» Problem to work on
The result should be every line in the material below containing the string "soil".

--- START ---

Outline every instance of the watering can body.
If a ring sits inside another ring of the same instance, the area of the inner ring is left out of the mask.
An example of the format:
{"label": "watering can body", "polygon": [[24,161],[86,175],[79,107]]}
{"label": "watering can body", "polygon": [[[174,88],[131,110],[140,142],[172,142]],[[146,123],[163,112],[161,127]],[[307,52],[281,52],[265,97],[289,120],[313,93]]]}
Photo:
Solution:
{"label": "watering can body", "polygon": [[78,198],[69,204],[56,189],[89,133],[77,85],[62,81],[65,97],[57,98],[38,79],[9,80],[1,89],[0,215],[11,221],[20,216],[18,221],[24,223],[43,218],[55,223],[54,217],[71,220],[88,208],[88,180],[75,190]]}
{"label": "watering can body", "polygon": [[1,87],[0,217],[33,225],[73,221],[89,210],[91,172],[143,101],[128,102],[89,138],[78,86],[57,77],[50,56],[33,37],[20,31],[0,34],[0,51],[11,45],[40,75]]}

--- END ---
--- START ---

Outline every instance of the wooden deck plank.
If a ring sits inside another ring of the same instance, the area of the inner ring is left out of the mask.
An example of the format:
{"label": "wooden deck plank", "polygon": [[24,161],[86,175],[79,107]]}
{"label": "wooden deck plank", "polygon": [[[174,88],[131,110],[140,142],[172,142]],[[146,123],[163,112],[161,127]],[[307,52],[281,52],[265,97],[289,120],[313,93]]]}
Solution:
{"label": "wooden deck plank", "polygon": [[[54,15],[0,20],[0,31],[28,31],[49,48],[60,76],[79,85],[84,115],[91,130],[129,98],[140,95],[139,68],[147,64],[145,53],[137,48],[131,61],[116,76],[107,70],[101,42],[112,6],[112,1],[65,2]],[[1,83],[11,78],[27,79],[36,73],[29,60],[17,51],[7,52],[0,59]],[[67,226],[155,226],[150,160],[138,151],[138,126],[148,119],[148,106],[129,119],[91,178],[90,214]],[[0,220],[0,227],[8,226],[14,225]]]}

--- END ---
--- START ---

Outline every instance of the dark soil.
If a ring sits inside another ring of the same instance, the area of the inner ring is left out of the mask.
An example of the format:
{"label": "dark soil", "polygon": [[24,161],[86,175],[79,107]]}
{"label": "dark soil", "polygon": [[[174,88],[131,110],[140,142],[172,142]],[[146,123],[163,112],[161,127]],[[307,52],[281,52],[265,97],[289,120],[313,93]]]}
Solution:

--- END ---

» Solution to this task
Outline every instance of the dark soil.
{"label": "dark soil", "polygon": [[24,161],[86,175],[79,107]]}
{"label": "dark soil", "polygon": [[[174,88],[131,110],[140,142],[172,142]],[[146,123],[163,112],[161,127]],[[307,52],[281,52],[265,97],[289,120],[313,93]]]}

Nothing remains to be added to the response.